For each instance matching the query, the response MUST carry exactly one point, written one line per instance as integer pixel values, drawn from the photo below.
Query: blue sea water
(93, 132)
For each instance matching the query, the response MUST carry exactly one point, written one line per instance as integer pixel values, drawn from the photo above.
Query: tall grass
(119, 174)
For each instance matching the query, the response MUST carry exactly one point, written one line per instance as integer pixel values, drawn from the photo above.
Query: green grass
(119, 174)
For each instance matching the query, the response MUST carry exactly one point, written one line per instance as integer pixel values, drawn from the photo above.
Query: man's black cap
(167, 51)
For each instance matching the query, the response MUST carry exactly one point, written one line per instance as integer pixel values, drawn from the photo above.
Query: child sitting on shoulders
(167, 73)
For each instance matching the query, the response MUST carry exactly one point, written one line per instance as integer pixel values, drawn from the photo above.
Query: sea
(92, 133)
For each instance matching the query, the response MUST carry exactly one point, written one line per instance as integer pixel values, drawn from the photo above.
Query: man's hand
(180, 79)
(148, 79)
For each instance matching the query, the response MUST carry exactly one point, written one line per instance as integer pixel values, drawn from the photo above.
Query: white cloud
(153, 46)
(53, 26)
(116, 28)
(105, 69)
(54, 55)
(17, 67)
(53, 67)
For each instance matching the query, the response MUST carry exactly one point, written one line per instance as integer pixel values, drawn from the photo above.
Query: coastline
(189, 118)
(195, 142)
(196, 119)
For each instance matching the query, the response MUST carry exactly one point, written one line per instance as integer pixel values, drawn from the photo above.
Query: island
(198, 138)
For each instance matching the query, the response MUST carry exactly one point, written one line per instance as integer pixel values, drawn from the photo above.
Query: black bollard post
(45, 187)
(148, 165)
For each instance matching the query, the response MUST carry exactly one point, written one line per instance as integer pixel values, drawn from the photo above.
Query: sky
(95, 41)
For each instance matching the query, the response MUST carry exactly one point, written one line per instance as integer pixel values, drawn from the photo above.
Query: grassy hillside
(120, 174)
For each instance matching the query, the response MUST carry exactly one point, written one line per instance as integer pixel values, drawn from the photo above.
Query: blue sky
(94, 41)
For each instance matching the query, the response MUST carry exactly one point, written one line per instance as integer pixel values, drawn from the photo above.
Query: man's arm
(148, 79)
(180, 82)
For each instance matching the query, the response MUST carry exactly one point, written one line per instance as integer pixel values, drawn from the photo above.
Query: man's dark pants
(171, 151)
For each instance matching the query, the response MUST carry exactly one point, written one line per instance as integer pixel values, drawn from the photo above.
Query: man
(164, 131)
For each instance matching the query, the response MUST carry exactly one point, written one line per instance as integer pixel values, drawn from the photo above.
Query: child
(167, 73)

--

# How to complete this task:
Print every record exactly as it was given.

# Output:
For each instance matching the query, the response MUST carry exactly one point, written one line per instance as integer pixel values, drawn from the photo below.
Query: blue sea water
(93, 132)
For each instance matching the query, the response MUST carry exactly one point, written one line per instance as integer pixel values, drawn from the photo above.
Query: tall grass
(119, 174)
For each instance matching the query, the response MUST carry exactly one point, written one line per instance as integer pixel values, drawn from the photo above.
Query: green grass
(119, 174)
For each instance matching the query, the response MUST carry exactly one point, written one line per instance as integer pixel values, drawn from the photo above.
Query: man's black cap
(167, 51)
For each instance matching the query, the response MUST carry exactly one point, written one line per instance as integer pixel values, drawn from the photo above.
Query: child sitting on shoulders
(167, 73)
For each instance matching the query, the response MUST carry exactly one point, written one line per instance as integer pixel values, drawn from the photo above.
Query: sea
(92, 133)
For each instance matching the query, the response MUST carry exactly one point, written one line per instance as integer pixel values, drawn from the photo above.
Query: man's hand
(180, 79)
(148, 79)
For each instance matching the query, the response MUST carry exactly one point, written one line per instance as integer pixel values, drawn from the photo above.
Query: white cloud
(153, 46)
(53, 26)
(116, 28)
(105, 69)
(54, 55)
(17, 67)
(53, 67)
For each instance matching the query, the response MUST carry exactly one point, written one line per instance as integer pixel values, drawn from the photo above.
Query: coastline
(189, 118)
(195, 142)
(196, 119)
For each instance matching the query, the response MUST carry exactly one point, written one line per instance as integer pixel values, drawn from the photo above.
Query: island
(198, 138)
For each instance matching the query, the response MUST carry exactly one point, written one line per instance as integer pixel values, drawn from the photo above.
Query: black bollard post
(45, 187)
(148, 165)
For each instance matching the query, the response MUST carry exactly one point, written one line per instance as integer pixel values, drawn from the photo above.
Query: sky
(95, 41)
For each instance matching the query, the response MUST carry exactly one point, written one line per instance as integer pixel values, drawn from the photo above.
Query: grassy hillside
(120, 174)
For each instance matching the query, the response MUST carry exactly one point, written one line per instance as integer pixel values, drawn from the photo above.
Query: blue sky
(94, 41)
For each instance matching the query, the response MUST carry exactly one point, written one line per instance as integer pixel values, drawn from the photo above.
Query: man's arm
(148, 79)
(180, 82)
For each instance matching the query, the response MUST carry exactly one point, written one line per instance as integer pixel values, drawn from the photo above.
Query: man's dark pants
(171, 151)
For each instance matching the query, the response MUST carry exactly one point, written one line per instance as integer pixel values, drawn from the photo above.
Query: man
(164, 131)
For each instance matching the query, the response MUST carry exactly one point, written one line per instance as integer pixel values, drawn from the photo above.
Query: child
(167, 73)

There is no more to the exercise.